▸ Tarefa
Reproduza sem alterações a parte do texto sobre a URV que abre com as palavras que contêm "Seria se, na" e fecha com "da política salarial.".

▸ Trecho da página
-*-
A transição para a nova moeda engasgou. O assessor da Fazenda José Milton Dallari anunciou ontem que deve ser adiado o uso da Unidade Real de Valor (URV) nas operações a prazo realizadas entre a indústria e o comércio. A URV nasceu com a incumbência de simultaneamente anular o passado e o futuro do sistema de preços. Surgia um índice que –nas formulações da equipe econômica– ganhava o bastante sugestivo apelido de "indexador contemporâneo".
Houve suspense sobre como, afinal, seria o governo capaz de criar um indexador sem passado nem futuro, sem inércia nem especulação. Lançada a URV, em vez de um "indexador contemporâneo", a equipe saiu-se com um índice a mais que apenas reflete a inflação passada. A MP 434 exigia ainda que todas as obrigações contraídas a partir de 15 de março para vencimento em mais de 30 dias viessem obrigatoriamente expressas em URV. Hoje seria, portanto, um dia decisivo.
Seria se, na prática, tivessem os agentes vislumbrado na URV não a sabedoria atemporal dos acadêmicos, mas a possibilidade objetiva de tocar seus negócios. Ocorre que a adesão à URV tem sido insuficiente, por não haver regras suficientemente claras para adotá-la em contratos a prazo. Teme-se ainda uma inflação em URV. Não há sequer garantias de que, no Congresso, a correção monetária venha a ser de fato eliminada da política salarial.
-*-
▸ Dados fornecidos
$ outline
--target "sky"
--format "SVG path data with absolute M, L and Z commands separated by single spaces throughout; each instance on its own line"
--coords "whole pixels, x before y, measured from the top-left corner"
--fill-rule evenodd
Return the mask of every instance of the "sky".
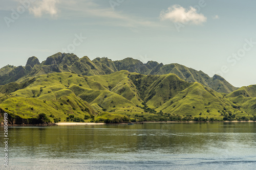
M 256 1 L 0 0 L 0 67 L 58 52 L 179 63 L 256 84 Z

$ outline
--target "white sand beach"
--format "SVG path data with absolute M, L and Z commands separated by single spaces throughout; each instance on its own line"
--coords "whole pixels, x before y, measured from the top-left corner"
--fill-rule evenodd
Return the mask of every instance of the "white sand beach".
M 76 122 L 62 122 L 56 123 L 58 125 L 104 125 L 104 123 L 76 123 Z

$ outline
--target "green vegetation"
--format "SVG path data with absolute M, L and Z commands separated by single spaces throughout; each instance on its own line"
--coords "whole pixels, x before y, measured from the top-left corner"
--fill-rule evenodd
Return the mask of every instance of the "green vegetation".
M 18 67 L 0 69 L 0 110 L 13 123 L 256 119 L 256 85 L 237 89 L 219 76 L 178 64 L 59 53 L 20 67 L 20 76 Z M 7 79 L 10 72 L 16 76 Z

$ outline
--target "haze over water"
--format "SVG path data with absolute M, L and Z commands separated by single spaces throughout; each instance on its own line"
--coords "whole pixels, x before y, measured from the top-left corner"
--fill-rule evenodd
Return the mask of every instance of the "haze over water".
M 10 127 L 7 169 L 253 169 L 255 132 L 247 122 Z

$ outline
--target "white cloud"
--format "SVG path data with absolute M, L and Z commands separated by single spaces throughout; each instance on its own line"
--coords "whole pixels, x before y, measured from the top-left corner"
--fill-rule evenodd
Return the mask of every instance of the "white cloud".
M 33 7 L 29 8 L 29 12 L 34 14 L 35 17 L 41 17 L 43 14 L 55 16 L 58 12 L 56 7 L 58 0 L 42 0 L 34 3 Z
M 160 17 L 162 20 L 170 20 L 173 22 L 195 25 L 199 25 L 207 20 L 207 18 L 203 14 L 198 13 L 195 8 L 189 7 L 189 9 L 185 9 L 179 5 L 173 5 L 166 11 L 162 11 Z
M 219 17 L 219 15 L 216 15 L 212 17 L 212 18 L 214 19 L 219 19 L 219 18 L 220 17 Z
-*-
▸ Resposta
Seria se, na prática, tivessem os agentes vislumbrado na URV não a sabedoria atemporal dos acadêmicos, mas a possibilidade objetiva de tocar seus negócios. Ocorre que a adesão à URV tem sido insuficiente, por não haver regras suficientemente claras para adotá-la em contratos a prazo. Teme-se ainda uma inflação em URV. Não há sequer garantias de que, no Congresso, a correção monetária venha a ser de fato eliminada da política salarial.